What is required:
Pick up the article about astronomers witnessing a dying star engulf a planet after its final sentence and continue it. This article is separate from the data that follows.

Exercise text:

Earth’s ultimate disaster movie doesn’t come out for a few billion years, but some local astronomers are giving us a sneak peek.
A large team of scientists, including two from Tucson, captured the first direct evidence of an exoplanet being consumed as its dying star expands into a red giant.
The same process is expected to happen to our own sun in about 5 billion years, likely spelling the end for Mercury, Venus and possibly Earth.
Past observations have found the remnants of such planetary engulfments, but this is the first evidence that appears to show the process as it is happening.
The discovery was made using the Gemini South telescope in Chile, which is operated by the National Optical Infrared Astronomy Research Lab, or NOIRLab, a National Science Foundation institution headquartered in Tucson since 1959.
When a star like the sun exhausts the hydrogen in its core near the end of its life, it can swell to as much as 1,000 times its original size. Any inner planets in the path of the expanding red giant are incinerated and consumed, releasing a burst of energy that can last for weeks.
Scientists believe they caught one of these outbursts from a dying star about 13,000 light-years away. The telltale signs of a planet skimming into oblivion along the star’s expanding surface were observed for approximately 100 days.
“I think there’s something pretty remarkable about these results that speaks to the transience of our existence,” said Ryan Lau, a NOIRLab astronomer in Tucson. “After the billions of years that span the lifetime of our solar system, our own end stages will likely conclude in a final flash that lasts only a few months.”
The findings were detailed Wednesday in the journal Nature. Kishalay De, an astronomer at the Massachusetts Institute of Technology, was lead author on the paper. Lau and fellow NOIRLab astronomer Aaron Meisner were co-authors, along with 24 other researchers, mostly from MIT, Caltech and the Harvard and Smithsonian Center for Astrophysics.
Based on the estimated number of stars and exoplanets in our Milky Way galaxy, such engulfment events probably happen a few times each year, but none have been observed until now.

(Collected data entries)

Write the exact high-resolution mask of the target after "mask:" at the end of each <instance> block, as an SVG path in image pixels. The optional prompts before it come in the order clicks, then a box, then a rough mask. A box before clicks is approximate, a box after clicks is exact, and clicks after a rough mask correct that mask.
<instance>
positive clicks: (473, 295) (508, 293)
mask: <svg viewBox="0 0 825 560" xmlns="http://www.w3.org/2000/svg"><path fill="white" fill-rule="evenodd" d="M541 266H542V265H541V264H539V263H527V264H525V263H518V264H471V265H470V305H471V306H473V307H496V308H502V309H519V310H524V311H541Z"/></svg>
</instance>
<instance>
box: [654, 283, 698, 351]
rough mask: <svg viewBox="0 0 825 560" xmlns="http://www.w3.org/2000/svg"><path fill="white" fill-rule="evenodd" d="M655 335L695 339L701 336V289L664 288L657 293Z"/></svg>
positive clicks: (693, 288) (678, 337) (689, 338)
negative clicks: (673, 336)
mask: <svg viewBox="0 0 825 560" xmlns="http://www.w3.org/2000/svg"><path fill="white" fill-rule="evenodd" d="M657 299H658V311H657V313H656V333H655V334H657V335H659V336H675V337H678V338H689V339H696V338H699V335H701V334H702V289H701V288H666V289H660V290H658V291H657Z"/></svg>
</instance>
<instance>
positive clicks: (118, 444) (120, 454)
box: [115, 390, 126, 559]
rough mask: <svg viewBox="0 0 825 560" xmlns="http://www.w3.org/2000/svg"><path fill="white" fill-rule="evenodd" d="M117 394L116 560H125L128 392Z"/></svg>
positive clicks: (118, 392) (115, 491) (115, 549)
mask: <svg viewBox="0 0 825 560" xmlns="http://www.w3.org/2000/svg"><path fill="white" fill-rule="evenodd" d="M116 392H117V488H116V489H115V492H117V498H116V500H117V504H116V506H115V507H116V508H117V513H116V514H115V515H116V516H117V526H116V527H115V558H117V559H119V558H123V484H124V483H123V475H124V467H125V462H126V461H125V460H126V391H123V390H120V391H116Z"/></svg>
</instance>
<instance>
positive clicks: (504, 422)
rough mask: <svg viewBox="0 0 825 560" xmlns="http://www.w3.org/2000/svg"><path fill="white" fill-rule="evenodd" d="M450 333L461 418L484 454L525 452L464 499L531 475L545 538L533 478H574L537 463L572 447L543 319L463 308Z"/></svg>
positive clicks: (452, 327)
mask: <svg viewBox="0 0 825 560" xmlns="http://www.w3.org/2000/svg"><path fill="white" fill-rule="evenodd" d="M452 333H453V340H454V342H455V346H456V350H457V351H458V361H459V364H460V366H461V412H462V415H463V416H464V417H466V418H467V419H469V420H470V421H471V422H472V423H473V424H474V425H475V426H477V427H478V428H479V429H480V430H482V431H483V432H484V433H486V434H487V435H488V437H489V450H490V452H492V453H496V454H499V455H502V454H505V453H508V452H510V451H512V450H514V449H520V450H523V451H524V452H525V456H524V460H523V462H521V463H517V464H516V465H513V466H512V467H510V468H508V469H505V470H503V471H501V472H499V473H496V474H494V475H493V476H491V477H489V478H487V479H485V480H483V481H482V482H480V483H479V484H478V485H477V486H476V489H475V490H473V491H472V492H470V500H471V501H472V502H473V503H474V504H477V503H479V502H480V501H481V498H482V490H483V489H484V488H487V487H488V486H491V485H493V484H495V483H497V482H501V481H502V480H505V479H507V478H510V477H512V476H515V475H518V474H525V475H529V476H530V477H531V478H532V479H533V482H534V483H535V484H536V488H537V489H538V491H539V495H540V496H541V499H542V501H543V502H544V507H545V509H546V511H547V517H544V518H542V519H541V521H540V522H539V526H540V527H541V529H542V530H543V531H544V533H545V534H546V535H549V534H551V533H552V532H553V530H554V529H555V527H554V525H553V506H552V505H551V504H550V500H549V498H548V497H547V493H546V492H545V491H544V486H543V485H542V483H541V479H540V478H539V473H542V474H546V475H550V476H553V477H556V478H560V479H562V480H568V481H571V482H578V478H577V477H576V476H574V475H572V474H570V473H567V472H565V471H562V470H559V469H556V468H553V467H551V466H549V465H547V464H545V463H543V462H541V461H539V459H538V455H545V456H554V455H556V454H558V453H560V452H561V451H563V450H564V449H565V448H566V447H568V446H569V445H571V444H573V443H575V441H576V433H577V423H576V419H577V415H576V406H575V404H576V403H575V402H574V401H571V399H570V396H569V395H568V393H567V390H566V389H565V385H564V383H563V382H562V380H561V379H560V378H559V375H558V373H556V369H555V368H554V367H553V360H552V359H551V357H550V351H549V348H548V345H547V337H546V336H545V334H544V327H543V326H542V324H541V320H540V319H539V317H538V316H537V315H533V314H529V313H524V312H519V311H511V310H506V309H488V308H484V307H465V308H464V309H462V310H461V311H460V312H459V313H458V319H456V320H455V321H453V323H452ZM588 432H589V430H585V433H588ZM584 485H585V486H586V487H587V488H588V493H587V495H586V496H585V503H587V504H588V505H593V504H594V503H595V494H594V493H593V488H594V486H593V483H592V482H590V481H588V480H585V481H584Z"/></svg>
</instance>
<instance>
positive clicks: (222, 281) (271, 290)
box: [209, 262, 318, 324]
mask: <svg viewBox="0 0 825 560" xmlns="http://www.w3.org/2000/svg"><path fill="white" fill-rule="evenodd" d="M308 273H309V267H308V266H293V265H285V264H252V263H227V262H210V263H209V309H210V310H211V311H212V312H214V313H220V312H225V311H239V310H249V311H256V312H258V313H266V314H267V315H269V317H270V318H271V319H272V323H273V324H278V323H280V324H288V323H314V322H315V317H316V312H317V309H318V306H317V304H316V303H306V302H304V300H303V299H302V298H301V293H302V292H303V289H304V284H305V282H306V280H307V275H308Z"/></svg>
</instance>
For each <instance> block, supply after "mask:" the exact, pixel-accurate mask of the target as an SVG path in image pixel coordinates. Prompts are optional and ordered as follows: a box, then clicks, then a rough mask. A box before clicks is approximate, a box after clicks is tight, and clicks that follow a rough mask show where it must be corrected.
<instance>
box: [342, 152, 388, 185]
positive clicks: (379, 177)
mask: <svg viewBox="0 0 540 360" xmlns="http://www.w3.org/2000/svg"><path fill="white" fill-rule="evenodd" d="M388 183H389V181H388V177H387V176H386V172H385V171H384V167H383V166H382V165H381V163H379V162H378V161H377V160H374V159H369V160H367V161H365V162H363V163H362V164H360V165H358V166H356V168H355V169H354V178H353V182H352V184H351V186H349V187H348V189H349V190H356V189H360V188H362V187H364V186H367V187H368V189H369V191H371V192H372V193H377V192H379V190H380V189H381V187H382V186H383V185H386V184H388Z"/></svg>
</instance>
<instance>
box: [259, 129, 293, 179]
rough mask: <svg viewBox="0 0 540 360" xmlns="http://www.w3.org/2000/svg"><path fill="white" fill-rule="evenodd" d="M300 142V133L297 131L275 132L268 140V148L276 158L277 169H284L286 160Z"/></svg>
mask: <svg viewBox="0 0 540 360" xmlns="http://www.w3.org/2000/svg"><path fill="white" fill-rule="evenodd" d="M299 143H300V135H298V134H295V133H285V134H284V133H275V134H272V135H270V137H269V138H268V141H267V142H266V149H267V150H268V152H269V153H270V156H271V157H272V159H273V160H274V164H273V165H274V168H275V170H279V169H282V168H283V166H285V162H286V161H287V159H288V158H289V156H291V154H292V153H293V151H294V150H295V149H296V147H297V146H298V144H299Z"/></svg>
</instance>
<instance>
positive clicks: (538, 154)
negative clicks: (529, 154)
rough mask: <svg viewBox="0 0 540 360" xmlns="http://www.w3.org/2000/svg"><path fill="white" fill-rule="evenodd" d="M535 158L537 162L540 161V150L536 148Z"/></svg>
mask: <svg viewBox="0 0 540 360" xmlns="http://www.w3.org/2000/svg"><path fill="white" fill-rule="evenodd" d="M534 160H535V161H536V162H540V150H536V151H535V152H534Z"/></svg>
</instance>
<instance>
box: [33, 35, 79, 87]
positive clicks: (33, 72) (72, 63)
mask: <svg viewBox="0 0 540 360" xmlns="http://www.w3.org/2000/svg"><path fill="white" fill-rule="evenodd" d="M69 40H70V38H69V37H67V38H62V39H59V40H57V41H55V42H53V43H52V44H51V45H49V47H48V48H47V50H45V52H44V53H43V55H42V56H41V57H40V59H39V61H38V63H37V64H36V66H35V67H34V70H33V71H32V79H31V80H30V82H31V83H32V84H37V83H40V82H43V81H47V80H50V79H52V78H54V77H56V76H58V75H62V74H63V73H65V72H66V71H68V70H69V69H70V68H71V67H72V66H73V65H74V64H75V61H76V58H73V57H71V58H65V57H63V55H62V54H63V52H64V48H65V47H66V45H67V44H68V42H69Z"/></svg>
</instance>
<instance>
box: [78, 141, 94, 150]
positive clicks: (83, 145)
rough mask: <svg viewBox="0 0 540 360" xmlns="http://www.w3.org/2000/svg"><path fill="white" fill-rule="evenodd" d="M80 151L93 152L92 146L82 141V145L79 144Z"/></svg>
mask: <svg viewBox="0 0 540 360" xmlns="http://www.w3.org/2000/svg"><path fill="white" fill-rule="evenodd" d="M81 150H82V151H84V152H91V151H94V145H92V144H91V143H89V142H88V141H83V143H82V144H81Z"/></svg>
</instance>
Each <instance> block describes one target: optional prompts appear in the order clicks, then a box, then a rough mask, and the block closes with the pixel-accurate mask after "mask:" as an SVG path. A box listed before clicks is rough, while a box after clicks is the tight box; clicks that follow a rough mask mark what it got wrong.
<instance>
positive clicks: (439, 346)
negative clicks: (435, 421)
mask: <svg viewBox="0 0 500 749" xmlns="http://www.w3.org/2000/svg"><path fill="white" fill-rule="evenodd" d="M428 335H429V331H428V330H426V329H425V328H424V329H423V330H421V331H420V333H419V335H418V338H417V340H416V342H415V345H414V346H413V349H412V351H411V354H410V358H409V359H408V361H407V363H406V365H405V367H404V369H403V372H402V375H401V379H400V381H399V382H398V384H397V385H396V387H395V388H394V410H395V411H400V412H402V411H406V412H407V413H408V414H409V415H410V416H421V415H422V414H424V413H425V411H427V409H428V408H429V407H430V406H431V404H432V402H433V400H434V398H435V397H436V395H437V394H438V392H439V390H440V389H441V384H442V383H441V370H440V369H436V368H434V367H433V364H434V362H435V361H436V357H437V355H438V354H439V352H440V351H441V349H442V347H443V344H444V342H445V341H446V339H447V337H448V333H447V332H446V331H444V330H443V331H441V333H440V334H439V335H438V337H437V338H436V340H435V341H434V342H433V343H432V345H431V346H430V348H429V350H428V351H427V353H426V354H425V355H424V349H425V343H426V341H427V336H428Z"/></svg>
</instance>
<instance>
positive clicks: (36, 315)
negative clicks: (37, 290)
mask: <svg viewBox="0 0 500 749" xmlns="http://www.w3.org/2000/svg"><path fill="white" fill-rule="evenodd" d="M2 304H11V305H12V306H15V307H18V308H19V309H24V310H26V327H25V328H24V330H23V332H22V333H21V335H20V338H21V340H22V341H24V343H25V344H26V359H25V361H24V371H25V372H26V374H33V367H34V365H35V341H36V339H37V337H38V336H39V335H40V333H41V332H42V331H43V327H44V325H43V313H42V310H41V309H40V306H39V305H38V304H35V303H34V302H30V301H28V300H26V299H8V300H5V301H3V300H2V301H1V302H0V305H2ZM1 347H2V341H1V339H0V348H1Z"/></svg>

Response to the exercise:
The first hints of the planet’s destruction were spotted by the wide-field astronomical survey at Caltech’s Palomar Observatory in California. The event was confirmed using archival data from the Near-Earth Object Wide-field Infrared Survey Explorer, of NEOWISE, a NASA space telescope that operated from 2013 to 2017.
The Gemini South telescope provided the high-resolution observations and long-term brightness measurements needed to distinguish the outburst from other solar events such as flares and coronal mass ejections.
“With these revolutionary new optical and infrared surveys, we are now witnessing such events happen in real time in our own Milky Way — a testament to our almost certain future as a planet,” De said.
Based on the characteristics of the energy outburst, researchers believe the star was roughly the same size as the sun before it expanded, while the planet it engulfed was at least the size of Jupiter.
The resulting explosion ejected about 33 times the Earth’s mass in hydrogen and about one third of the Earth’s mass in dust.
“That’s more star- and planet-forming material being recycled, or burped out, into the interstellar medium thanks to the star eating the planet,” Lau said.
Now that they know what they’re looking for, astronomers hope to identify similar events happening elsewhere in the cosmos.
“These observations provide a new perspective on finding and studying the billions of stars in our Milky Way that have already consumed their planets,” Lau said.
More fiery foreshadowing for what awaits our own solar system a few million millennia from now.